Text:
§ §

Last week we kicked off an occasional series looking at the stories behind some of our well known tunes. The tune we looked at was Pibroch of Donald Dubh. Today we look at Cock of The North.
In the late 1890s, when news came of Piper Findlater’s exploits at Dargai in 1897 and his award of the Victoria Cross in 1898, Cock o’ the North became the ‘must play’ tune and advertisements for Highland Games would contain the line ‘Pipe Band will play The Cock o’ the North’ … despite even Findlater himself being unsure which tunes he had actually played.
The following was written by James E. Scott, a regular contributor to the Piping Times during the first decade since its first appeared. This particular piece was published in the magazine’s November 1961 edition.
By James E. Scott
I have no doubt some of your older readers will remember the storming of the Heights of Dargai by the Gordon Highlanders and a battalion of Ghurkas. As was usual at one time, the fierce tribesmen of the North-West Frontier were causing trouble and a punitive force was sent against them. On arriving at Dargai this force found their advance checked by the tribesmen being strongly entrenched on the Heights of Dargai. It was essential for the success of the Force that the tribesmen be dislodged and driven from their position, and this task was allotted to the Gordons and Ghurkas. As they charged up the hill Piper Findlater of the Gordons was shot in the ankle. Unable to go forward, the gallant piper propped himself against a rock and cheered on his comrades to the strains of the Cock o’ the North.

§ §

Exercise instructions:
(1) In the stretch from "The following was" through "November 1961 edition." in the piece on the tune Cock o' the North above, switch "November" to "December" and write out the result.
(2) Continue the piece on the tune Cock o' the North from its last sentence.

Raw data:
§ §

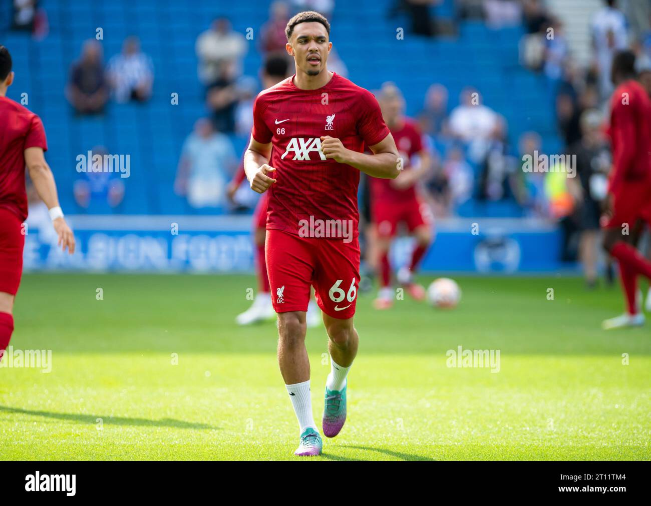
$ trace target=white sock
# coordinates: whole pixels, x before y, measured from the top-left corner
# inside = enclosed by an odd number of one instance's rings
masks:
[[[314,423],[314,416],[312,414],[310,380],[285,386],[287,388],[287,393],[289,393],[289,398],[292,399],[294,412],[296,414],[296,418],[298,419],[301,434],[303,434],[309,427],[318,432],[316,424]]]
[[[353,366],[350,364],[347,367],[342,367],[335,362],[330,357],[330,374],[327,375],[327,380],[326,386],[329,390],[337,390],[340,392],[346,386],[346,377],[348,375],[348,371]]]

§ §

Results of the tasks:
(1)
The following was written by James E. Scott, a regular contributor to the Piping Times during the first decade since its first appeared. This particular piece was published in the magazine’s December 1961 edition.

(2)
When the news of this exploit reached home the tune became very popular and every piper included it in his repertoire. Today we never hear the air.
It is a very old tune. Even if we do not accept the tradition that it was played at the execution of Queen Mary, we know that its age takes us back to the 17th century. Mr. Pepys, of Diary fame, tells us that when the English sailors left the deserted “Royal Charles” in the Medway in 1667, a Dutch trumpeter sounded the tune from the deck of the captured ship.
According to musical authorities, the structure of the tune shows it to have been originally a trumpet one, and strangely enough, throughout the whole course of its existence it seems to have been used in defiance or ridicule.
We have a striking instance of this use during the siege of Lucknow in the Mutiny of 1857. It was the practice to signal by flag and bugle call from the City to the Residency, both in a state of siege. On one occasion a drummer boy, named Ross, after the signalling was over, again climbed to the high dome from which it was conducted and, in spite of the Sepoy rifles, sounded The Cock o’ the North as a defiance.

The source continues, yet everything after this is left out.